● **What this exercise asks**:
**a)** According to the biography of Asaf Sagiv, at what age did he write his first orchestral symphonic piece?
**b)** Continue the biography of Asaf Sagiv from its last sentence.

─── Document ───

Background information
- Born: Asaf Sagiv 29 July 1982 Tel Hashomer, Israel
- Occupations: Composer; producer;
- Instruments: Piano; synthesizer; guitar;
- Years active: 2006–present
- Labels: Universal Music Group; Varèse Sarabande;
- Website: asafsagiv.com

= Asaf Sagiv =

Film Score Composer

Asaf Sagiv (/ˈɑːsəf/; אָסָף שַׂגִּיב; born 29 July 1982) is a Los Angeles based composer who writes music for film, television, contemporary dance and theater. His work combines orchestral writing with minimalistic contemporary electronic elements.

Some of his works in film include Last Summer, Drugs and the Emmy Award nominated Netflix Original ReMastered: Who Shot the Sheriff? directed by Academy Award-nominated director Kief Davidson.

He spent his early life growing up in Israel, playing guitar and keys and studying composition, and later relocated to the US.

== Early life and career ==
Asaf was born on 29 July 1982 in Tel HaShomer, Israel to Ovadia Sagiv, an aerospace engineer and inventor, and Osnat (Sabina) Perelman, daughter of the Holocaust survivors Sigmund and Barbara Perelman who fled Poland of World War II.

He grew up with his parents and three sisters in a quiet moshav called Ganot. He learned the guitar from the age of 12 and taught himself how to play the piano. Asaf began writing music at a young age and wrote his first orchestral symphonic piece when he was 15.
At some point Asaf took a momentary pause from music and taught himself how to paint by looking at the Old Masters works.

Asaf started his musical career in the early 2000s as the musical director and commander of the Air Force Ensemble and Choir as part of his mandatory service. During this time he also started working as a session guitarist and producer for various bands and artists. It was around that period that Asaf experimented with a wide range of musical styles, shaping his own sound.

─── Information supplied ───

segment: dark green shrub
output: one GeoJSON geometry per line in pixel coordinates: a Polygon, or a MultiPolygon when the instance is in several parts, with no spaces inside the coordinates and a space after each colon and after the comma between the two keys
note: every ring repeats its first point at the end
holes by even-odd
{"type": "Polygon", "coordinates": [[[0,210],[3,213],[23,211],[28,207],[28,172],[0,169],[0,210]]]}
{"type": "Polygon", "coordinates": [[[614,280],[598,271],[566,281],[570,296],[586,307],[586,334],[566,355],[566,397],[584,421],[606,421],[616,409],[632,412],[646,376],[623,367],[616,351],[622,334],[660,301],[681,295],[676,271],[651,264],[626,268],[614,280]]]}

───

● **Exercise answers**:
**a)** He wrote it at 15.

**b)**
In 2004 Asaf moved to Boston. There he collaborated with contemporary dance company Harvard-Radcliffe Modern Dance Company, as well as with playwright Rebecca Bella Wangh for the Boston Playwrights' Theatre. He attended Berklee College of Music on a scholarship, studying film scoring and orchestration and graduating quickly in 2007 with highest honors of Summa cum laude. He was then invited to go to Los Angeles by the Society of Composers & Lyricists, and intern their Mentor Program in Fall 2007. That same week Asaf moved to California where he started writing and producing music for film and tv.

In 2010 he formed the Indie Rock band Water Knot and led their EP tour of Europe and the US, culminating at Bonnaroo Festival 2012 headlining Radiohead, Bon Iver and Red Hot Chili Peppers. Following that he settled in London, UK for a couple of years.
London saw Asaf return to scoring, with his second time collaborating with Italian director Leonardo Guerra Seragnoli on the feature drama Last Summer starring Rinko Kikuchi. The film premiered at Rome International Film Festival and won the AITS Award.

Asaf's music was featured in Lionsgate's Misconduct, starring Anthony Hopkins and Al Pacino and was released in 2016 on the Soundtrack album under Varèse Sarabande.

In 2018, Asaf was approached by Foxhound to write the music for their J. K. Simmons narrated documentary film 'Drugs'. He started to work on the score while still living in London, and completed the score upon his return to Los Angeles. Later on that year he contributed music for the feature drama Like Me Back. The soundtrack featured songs from the artists Beck and Charlotte Gainsbourg.
Shortly after, Asaf was asked to write the score for the Netflix Original Who Shot The Sheriff. The show was nominated an Emmy Award for Outstanding Arts & Culture Documentary in 2019.

In 2020, Asaf co-composed the score for the feature film Continue.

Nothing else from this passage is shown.